Text section:
How are hyperparameters determined in Bayesian optimization?

In summary, Bayesian optimization with a Gaussian Process and the acquisition function EI involves finding the best parameters for a parametric function using the Bayes theorem to approximate the posterior. This is done iteratively by sampling points in a dataset and using an acquisition function to determine which points to add to the dataset. The hyperparameters for the Gaussian process are found using the method of maximum likelihood. These steps are repeated until convergence or a certain number of iterations are completed.
  • #1
BRN
108
10
Hello,
I am better studying the theory that is the basis of Bayesian optimization with a Gaussian Process and the acquisition function EI.
I would like to expose what I think I understand and ask you to correct me if I'm wrong.

The aim is to find the best ##\theta## parameters for a parametric function ##f(x, \theta)## (objective function) of which the analytical form is not known.

Records supplied:
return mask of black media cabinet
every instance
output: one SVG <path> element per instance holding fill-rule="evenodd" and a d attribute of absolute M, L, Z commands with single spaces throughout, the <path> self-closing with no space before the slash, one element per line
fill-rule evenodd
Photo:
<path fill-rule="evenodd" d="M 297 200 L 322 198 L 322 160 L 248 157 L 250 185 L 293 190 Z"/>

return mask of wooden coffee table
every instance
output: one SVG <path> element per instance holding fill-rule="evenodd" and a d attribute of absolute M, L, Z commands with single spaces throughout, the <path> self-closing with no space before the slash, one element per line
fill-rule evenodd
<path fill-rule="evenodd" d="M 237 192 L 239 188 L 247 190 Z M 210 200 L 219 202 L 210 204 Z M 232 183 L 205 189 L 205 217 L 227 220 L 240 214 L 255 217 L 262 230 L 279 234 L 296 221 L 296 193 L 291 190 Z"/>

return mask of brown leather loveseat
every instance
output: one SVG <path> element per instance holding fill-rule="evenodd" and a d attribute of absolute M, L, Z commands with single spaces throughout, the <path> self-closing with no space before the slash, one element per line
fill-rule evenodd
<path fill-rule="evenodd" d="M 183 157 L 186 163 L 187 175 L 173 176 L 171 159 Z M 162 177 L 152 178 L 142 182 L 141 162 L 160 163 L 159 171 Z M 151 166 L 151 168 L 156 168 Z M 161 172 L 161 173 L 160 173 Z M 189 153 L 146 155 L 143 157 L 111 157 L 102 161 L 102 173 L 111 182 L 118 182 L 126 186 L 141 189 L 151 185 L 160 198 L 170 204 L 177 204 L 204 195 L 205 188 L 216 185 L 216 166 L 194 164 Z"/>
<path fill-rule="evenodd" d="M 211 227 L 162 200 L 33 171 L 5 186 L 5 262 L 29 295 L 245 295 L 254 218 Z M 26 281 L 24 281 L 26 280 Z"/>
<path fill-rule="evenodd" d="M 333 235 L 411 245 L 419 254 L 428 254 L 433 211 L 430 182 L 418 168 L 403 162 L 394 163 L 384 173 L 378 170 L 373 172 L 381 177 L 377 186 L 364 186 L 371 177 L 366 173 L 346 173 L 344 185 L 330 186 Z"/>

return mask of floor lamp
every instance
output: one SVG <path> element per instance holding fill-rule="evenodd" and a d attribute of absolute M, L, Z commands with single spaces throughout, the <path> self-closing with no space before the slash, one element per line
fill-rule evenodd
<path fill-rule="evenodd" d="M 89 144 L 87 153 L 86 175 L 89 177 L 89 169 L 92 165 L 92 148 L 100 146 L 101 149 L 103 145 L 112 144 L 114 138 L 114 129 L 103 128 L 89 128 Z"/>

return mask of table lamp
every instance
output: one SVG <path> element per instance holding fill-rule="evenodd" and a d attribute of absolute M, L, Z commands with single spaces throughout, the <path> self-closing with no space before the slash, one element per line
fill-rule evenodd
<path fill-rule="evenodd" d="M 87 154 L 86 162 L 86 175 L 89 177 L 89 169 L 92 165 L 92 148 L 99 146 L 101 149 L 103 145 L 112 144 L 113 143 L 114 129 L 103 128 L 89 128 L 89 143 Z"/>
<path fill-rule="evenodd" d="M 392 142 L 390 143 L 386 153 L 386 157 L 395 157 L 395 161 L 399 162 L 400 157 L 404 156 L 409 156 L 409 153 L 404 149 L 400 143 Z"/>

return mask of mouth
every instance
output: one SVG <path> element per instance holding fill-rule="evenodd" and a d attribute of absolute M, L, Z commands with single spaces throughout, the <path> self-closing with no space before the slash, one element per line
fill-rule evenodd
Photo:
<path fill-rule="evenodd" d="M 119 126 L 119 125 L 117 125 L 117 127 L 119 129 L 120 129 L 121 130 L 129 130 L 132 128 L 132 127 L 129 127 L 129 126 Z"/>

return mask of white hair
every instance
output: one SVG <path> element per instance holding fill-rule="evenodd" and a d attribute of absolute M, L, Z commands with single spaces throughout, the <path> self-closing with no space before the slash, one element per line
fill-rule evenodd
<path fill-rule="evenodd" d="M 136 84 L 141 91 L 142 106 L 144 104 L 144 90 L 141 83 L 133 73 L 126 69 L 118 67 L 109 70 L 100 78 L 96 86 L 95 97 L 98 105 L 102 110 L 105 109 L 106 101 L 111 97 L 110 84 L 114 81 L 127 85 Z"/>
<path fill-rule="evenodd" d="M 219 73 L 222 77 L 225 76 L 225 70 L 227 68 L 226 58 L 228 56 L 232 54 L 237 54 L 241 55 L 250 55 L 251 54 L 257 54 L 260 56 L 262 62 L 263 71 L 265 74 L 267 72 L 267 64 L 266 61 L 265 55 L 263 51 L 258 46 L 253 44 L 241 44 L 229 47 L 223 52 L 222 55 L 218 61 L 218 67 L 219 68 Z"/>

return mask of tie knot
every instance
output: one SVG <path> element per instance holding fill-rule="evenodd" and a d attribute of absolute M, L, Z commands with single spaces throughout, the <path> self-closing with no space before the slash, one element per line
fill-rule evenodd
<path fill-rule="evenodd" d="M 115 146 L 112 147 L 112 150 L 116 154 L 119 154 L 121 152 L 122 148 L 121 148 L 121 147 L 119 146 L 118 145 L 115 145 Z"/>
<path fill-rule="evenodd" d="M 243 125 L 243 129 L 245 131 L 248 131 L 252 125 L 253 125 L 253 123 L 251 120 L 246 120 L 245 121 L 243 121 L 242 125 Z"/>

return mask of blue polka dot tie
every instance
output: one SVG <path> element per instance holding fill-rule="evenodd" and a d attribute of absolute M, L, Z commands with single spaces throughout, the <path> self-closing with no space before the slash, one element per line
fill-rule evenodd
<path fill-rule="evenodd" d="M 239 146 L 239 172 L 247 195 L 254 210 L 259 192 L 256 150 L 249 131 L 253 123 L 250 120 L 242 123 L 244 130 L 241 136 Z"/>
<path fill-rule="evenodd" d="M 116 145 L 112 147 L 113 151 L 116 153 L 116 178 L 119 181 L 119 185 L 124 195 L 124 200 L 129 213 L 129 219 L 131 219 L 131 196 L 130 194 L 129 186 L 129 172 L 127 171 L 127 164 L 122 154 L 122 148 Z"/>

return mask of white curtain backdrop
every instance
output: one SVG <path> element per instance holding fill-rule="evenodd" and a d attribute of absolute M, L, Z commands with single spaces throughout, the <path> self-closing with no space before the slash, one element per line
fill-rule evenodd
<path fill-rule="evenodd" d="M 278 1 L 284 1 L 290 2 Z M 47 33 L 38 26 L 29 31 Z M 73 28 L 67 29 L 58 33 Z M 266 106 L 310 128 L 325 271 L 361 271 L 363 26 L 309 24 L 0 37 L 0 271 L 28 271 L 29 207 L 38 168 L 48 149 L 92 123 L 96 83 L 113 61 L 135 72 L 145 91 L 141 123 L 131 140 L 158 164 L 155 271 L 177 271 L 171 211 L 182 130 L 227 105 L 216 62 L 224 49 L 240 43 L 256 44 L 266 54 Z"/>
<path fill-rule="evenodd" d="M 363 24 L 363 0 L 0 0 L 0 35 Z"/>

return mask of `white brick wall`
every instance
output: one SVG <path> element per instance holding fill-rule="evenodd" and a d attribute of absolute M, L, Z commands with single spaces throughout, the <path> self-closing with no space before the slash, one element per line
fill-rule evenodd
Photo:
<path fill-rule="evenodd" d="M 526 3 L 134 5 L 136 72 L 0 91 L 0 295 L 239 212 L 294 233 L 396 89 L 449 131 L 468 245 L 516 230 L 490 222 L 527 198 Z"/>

Written instruction 1: Print the passage of the Bayesian optimization thread from "In summary, Bayesian" up to and including "acquisition function EI.".
Written instruction 2: In the Bayesian optimization thread, what method is used to find the hyperparameters for the Gaussian process?

Correct response 1:
In summary, Bayesian optimization with a Gaussian Process and the acquisition function EI involves finding the best parameters for a parametric function using the Bayes theorem to approximate the posterior. This is done iteratively by sampling points in a dataset and using an acquisition function to determine which points to add to the dataset. The hyperparameters for the Gaussian process are found using the method of maximum likelihood. These steps are repeated until convergence or a certain number of iterations are completed.
  • #1
BRN
108
10
Hello,
I am better studying the theory that is the basis of Bayesian optimization with a Gaussian Process and the acquisition function EI.

Correct response 2: The method of maximum likelihood.